Given problem. Pick out every line in the entries below that contains the string "ceiling", and copy each one. Case counts.

Data listing.
________________________

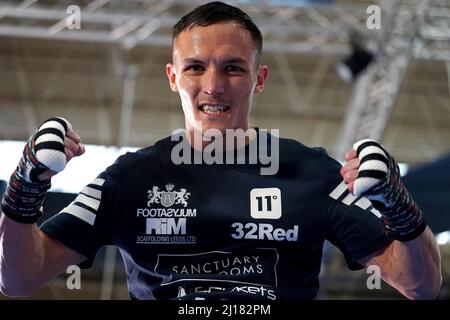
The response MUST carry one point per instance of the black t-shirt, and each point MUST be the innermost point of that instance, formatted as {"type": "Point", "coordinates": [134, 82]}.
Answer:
{"type": "Point", "coordinates": [220, 231]}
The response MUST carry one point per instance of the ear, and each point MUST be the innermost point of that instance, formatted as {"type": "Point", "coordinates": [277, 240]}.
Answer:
{"type": "Point", "coordinates": [261, 77]}
{"type": "Point", "coordinates": [171, 74]}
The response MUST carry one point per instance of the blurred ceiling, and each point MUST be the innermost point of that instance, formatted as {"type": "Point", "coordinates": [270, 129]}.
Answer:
{"type": "Point", "coordinates": [108, 78]}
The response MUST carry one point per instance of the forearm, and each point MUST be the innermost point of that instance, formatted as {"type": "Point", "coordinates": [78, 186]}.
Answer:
{"type": "Point", "coordinates": [415, 267]}
{"type": "Point", "coordinates": [22, 257]}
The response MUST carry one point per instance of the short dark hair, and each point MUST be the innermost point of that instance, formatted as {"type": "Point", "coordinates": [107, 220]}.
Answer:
{"type": "Point", "coordinates": [216, 12]}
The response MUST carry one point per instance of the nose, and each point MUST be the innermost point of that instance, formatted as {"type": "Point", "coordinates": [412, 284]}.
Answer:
{"type": "Point", "coordinates": [213, 82]}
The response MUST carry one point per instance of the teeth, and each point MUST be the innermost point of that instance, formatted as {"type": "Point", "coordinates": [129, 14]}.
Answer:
{"type": "Point", "coordinates": [213, 109]}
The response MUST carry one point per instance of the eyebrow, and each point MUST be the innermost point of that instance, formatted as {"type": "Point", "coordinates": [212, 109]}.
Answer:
{"type": "Point", "coordinates": [232, 60]}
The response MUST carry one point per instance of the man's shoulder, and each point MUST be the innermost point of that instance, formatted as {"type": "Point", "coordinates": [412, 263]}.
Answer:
{"type": "Point", "coordinates": [293, 146]}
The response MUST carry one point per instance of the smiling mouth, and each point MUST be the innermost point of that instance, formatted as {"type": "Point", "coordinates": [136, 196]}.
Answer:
{"type": "Point", "coordinates": [213, 109]}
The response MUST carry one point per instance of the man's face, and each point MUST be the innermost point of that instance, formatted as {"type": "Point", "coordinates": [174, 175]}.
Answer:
{"type": "Point", "coordinates": [215, 72]}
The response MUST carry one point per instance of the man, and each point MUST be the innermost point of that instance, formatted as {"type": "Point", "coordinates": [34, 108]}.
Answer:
{"type": "Point", "coordinates": [217, 231]}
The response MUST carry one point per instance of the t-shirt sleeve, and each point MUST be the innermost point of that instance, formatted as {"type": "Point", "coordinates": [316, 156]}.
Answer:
{"type": "Point", "coordinates": [354, 225]}
{"type": "Point", "coordinates": [85, 224]}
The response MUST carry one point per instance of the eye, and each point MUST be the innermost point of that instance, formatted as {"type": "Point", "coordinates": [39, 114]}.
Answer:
{"type": "Point", "coordinates": [234, 69]}
{"type": "Point", "coordinates": [195, 68]}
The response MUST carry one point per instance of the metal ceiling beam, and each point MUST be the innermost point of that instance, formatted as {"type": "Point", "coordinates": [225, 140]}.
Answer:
{"type": "Point", "coordinates": [322, 29]}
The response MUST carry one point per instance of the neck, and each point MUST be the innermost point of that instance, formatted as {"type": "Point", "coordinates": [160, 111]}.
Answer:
{"type": "Point", "coordinates": [231, 139]}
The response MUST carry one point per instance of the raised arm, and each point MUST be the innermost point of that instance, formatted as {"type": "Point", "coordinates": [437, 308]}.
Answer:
{"type": "Point", "coordinates": [411, 263]}
{"type": "Point", "coordinates": [28, 257]}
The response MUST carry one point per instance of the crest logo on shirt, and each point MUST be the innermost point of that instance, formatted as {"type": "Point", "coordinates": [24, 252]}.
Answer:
{"type": "Point", "coordinates": [168, 198]}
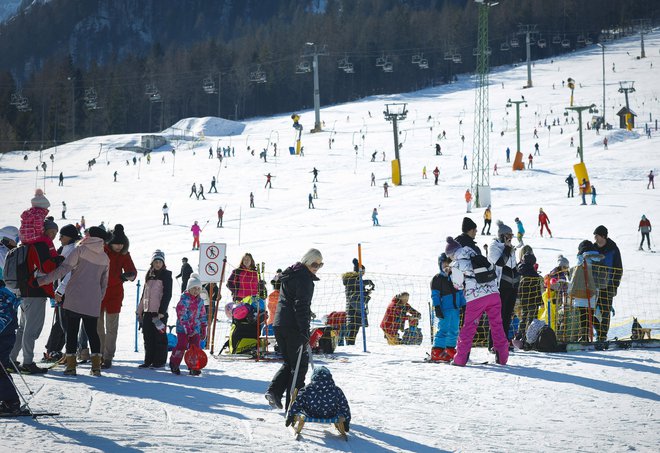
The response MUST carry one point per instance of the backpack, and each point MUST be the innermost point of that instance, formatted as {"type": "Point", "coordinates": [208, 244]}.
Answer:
{"type": "Point", "coordinates": [484, 271]}
{"type": "Point", "coordinates": [546, 341]}
{"type": "Point", "coordinates": [15, 272]}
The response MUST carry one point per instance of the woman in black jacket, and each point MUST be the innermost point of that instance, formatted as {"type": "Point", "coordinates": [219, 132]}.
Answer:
{"type": "Point", "coordinates": [291, 325]}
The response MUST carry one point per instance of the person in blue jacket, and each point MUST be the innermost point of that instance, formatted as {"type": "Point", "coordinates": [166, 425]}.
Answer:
{"type": "Point", "coordinates": [321, 398]}
{"type": "Point", "coordinates": [447, 301]}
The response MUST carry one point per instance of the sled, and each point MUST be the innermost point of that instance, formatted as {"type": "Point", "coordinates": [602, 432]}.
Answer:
{"type": "Point", "coordinates": [300, 420]}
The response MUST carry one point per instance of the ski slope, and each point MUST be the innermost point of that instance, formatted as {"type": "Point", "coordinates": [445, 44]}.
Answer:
{"type": "Point", "coordinates": [588, 401]}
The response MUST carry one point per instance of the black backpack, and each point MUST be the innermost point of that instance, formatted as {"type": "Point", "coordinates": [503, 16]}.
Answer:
{"type": "Point", "coordinates": [547, 340]}
{"type": "Point", "coordinates": [15, 273]}
{"type": "Point", "coordinates": [484, 271]}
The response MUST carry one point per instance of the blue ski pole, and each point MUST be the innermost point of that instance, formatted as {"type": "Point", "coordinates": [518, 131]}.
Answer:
{"type": "Point", "coordinates": [137, 304]}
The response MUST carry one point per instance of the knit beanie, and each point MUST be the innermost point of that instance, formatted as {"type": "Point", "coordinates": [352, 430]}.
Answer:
{"type": "Point", "coordinates": [71, 232]}
{"type": "Point", "coordinates": [468, 225]}
{"type": "Point", "coordinates": [49, 224]}
{"type": "Point", "coordinates": [40, 200]}
{"type": "Point", "coordinates": [193, 282]}
{"type": "Point", "coordinates": [118, 236]}
{"type": "Point", "coordinates": [503, 230]}
{"type": "Point", "coordinates": [601, 231]}
{"type": "Point", "coordinates": [452, 246]}
{"type": "Point", "coordinates": [562, 261]}
{"type": "Point", "coordinates": [158, 255]}
{"type": "Point", "coordinates": [98, 232]}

________________________

Exercise output.
The response MUST carry one point per instance of the blurred ceiling, and each point MUST be the innermost point of that instance, formatted as {"type": "Point", "coordinates": [270, 129]}.
The response MUST carry one point per instance of the metal ceiling beam, and each point MUST be the innermost point of that instance, formatted as {"type": "Point", "coordinates": [225, 140]}.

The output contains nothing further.